The Value of Good Books
Charles T. Jones, a great speaker and writer and lover of books proclaimed that “You will be the same 5 years from now as you are today except for the people you meet and the books you read!” He influenced me to begin building a robust library some forty years ago, and it has been one of the most rewarding activities I have ever been involved in.
An interesting phenomenon has taken place in the last century. In the eighteen hundreds and early nineteen hundreds, people relied on books to learn and gain sophistication through being “well-read”. Today we have so much information inundating us that we hardly have time to sort and process it. Technology has changed our world substantially in that regard. The learners of 150 years ago simply did not have the choices we had. Books were sacrosanct in the lives of many.
Today lots of people, this writer included, still carve out reading time and enthusiastically forge ahead devouring 100 to 200 books a year. I keep a to-read stack of books in my library that is usually 15-20 books high. That’s ok, as I like my reading habits just fine and I continue to learn and grow from both new and old books alike.
When recently going through my library I came across a 1st edition copy of The Place of Books in the Life We Live by William L. Stidger (copyright 1923), which I have been reading. In his foreword, he said “Books are like the windows of a tower. They let light in. Every life is a growing tower. It is put stone by stone. The higher it grows, the darker it gets if we do not put in a window here and there to give light. That is what a book does to a life. It lets light into that life.” Well said, indeed.
Stidger believed that a book could frequently be the turning point in the life of a boy or girl, or man or woman. It can change the course of a human life, awakening the soul like nothing else. He believed that a well-read teacher could add fifty percent to his or her efficiency adding greatly to their usefulness to the human lives they touched. He further believed that books would keep the soul and the world alive, and raise people to greater heights.

__SET EXERCISE A__. Convert the listing that follows into a two-column CSV with the headers instruction and coordinates: one row per entry, with its wording and its answer each placed in a single quoted field and all line breaks replaced by spaces.

__EXTRACTED ENTRIES__.
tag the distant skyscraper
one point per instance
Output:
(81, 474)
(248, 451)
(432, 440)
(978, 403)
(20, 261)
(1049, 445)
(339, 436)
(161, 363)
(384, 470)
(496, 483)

__SET EXERCISE B__. Carry on the essay about the value of good books, beginning after its final sentence.

__EXPECTED ANSWER A__.
instruction,coordinates
"tag the distant skyscraper one point per instance Output:","(81, 474) (248, 451) (432, 440) (978, 403) (20, 261) (1049, 445) (339, 436) (161, 363) (384, 470) (496, 483)"

__EXPECTED ANSWER B__.
One of the greatest things we can do is to encourage others to be eager readers. We can give books for gifts and urge others to expand their horizons through the creation of excellent reading habits.
The previously mentioned Charlie Jones paid his kids a modest sum as they were growing up for each book they read. They had to give him a short written book report and he also challenged them orally with questions about the content and what they learned. He was convinced until his death that he helped all of his kids enjoy a better life through exceptional reading habits.
Arnold Bennett (1867-1931) once declared “The aim of literary study is not to amuse the hours of leisure; it is to awake oneself, it is to be alive, to intensify one’s capacity for pleasure, for sympathy, and for comprehension. It is to change utterly one’s relation with the world.” It is obvious with statements of this sort that reading was deemed critical to one’s growth and quality of life. I believe it still is, and my hope is that we as responsible adults will continue to offer encouragement to others to experience the life-changing activity of reading books.
Near the end of Stidger’s book I was inspired to read a quote from Bishop William Quayle (1860-1925)… “Ah, my soul, hast thou learned the lure of the book, and hast thou learned what a book is as a delight, and hast thou learned, not as a scholar reads, to get to be great, or to read as the egotist reads, to be thought wise, but hast thou read as God would read, to catch good and to see far, and, to learn to live, and to blazon thy scutcheon with the radiance of the morning light?” Read on, friends, and inspire others to do the same!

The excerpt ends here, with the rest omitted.